»»
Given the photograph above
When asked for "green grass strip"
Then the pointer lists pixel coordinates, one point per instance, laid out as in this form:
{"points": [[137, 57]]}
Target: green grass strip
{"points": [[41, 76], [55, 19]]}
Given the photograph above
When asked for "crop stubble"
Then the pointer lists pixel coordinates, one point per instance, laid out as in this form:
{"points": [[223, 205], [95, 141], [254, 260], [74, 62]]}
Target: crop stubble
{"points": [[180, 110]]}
««
»»
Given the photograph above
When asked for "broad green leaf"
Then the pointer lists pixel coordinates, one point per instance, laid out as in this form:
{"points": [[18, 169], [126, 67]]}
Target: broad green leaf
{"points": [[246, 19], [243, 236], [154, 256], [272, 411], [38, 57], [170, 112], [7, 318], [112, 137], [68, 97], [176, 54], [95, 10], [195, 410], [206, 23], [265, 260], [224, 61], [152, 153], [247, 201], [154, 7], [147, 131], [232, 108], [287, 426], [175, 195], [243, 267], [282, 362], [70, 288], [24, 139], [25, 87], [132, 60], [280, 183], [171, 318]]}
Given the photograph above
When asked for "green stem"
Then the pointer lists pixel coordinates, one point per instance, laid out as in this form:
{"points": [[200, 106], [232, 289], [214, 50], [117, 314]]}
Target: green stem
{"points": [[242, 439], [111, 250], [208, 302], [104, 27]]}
««
Report every line of the items above that holds the string "Target", copying each line in full. Case counts.

▶ **Result for this exercise**:
Target: green grass strip
Target: crop stubble
Target: broad green leaf
Target: green stem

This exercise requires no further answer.